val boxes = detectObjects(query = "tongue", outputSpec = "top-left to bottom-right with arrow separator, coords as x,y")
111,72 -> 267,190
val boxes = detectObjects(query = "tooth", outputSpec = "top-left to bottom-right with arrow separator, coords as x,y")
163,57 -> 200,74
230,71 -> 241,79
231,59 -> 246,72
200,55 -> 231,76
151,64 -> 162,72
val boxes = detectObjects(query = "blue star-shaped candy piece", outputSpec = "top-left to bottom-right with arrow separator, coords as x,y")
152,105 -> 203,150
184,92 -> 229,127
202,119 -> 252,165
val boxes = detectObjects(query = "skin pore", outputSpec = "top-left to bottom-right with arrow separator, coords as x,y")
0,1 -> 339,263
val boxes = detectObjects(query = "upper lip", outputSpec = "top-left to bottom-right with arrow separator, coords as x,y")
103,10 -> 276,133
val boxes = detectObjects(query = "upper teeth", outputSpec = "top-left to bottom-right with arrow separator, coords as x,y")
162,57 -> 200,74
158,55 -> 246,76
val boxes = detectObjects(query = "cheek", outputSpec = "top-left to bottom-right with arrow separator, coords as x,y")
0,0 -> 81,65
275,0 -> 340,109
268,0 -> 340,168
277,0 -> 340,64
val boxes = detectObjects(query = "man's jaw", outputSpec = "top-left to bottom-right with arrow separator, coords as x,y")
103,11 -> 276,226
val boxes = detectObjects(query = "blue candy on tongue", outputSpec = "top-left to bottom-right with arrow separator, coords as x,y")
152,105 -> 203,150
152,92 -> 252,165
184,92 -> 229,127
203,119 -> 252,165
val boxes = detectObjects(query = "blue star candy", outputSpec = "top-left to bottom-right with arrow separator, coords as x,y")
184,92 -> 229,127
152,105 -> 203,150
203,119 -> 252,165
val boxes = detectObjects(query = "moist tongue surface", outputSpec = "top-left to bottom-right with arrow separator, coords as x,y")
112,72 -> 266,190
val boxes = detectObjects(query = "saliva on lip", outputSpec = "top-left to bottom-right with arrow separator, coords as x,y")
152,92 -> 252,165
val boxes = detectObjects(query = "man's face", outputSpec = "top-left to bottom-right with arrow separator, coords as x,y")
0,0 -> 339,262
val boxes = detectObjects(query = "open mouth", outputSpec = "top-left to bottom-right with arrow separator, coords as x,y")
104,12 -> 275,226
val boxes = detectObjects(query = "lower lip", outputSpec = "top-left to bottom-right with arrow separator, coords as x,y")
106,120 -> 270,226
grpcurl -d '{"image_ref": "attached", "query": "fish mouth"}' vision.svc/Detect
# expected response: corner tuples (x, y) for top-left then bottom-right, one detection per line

• EXERCISE DETAILS: Return the whole listing exactly.

• RESULT:
val boxes = detectObjects(query = "tongue", outputSpec = "top-left to bottom-right with arrow separator, coords as x,y")
111,72 -> 267,190
val boxes = detectObjects(query = "tooth", outputSpec = "top-left to bottom-right with arrow separator, coords as x,y")
163,57 -> 200,74
230,71 -> 241,79
231,59 -> 246,72
200,55 -> 231,76
151,64 -> 162,72
val boxes = detectObjects(query = "blue star-shaped candy piece", outputSpec = "top-left to bottom-right with arrow separator, coords as x,y")
152,105 -> 203,150
184,92 -> 229,127
202,119 -> 252,165
val boxes = detectObjects(query = "skin pore", outputSpec = "top-left to bottom-right with arrow separator, coords as x,y")
0,1 -> 339,263
val boxes = detectObjects(query = "upper lip", outputSpec = "top-left to bottom-right with arrow separator, coords as x,y")
103,10 -> 276,133
val boxes = detectObjects(query = "upper teeth", outputSpec = "top-left to bottom-right with arrow separator, coords as x,y")
162,57 -> 200,74
158,55 -> 246,76
val boxes = detectObjects(query = "cheek", outputSpec = "top-left to bottom-right with arrow separator, coords as x,y")
0,0 -> 81,65
275,0 -> 340,109
268,0 -> 340,168
277,0 -> 340,64
val boxes = detectObjects(query = "man's jaw", outputSpec = "top-left to bottom-right with arrow separator, coords as x,y")
103,11 -> 276,226
val boxes = detectObjects(query = "blue candy on tongue", outputSpec = "top-left to bottom-right with arrow separator, coords as x,y")
152,105 -> 203,150
152,92 -> 252,165
184,92 -> 229,127
203,119 -> 252,165
val boxes = detectObjects(query = "blue star candy", outputSpec = "top-left to bottom-right with arrow separator, coords as x,y")
184,92 -> 229,127
152,105 -> 203,150
203,119 -> 252,165
val boxes = detectObjects(query = "moist tongue surface", outputSpec = "top-left to bottom-right with arrow separator, coords as x,y")
112,72 -> 266,190
val boxes = detectObjects(query = "saliva on lip", outputSpec = "top-left to bottom-right with arrow separator, coords as x,y")
152,92 -> 252,165
val boxes = detectObjects(query = "man's face", outputSpec = "top-left to bottom-right with arrow separator, coords as x,y")
0,0 -> 339,262
val boxes = detectObjects(query = "open mouth", outputSpec = "top-left to bottom-right with arrow separator, coords as x,y")
104,12 -> 275,226
val boxes = detectObjects(query = "lower lip", outputSpec = "top-left to bottom-right with arrow separator, coords as x,y")
106,120 -> 270,226
grpcurl -d '{"image_ref": "attached", "query": "fish mouth"}' vision.svc/Detect
# expected response: corner tuples (x, y) for top-left then bottom-right, one detection per line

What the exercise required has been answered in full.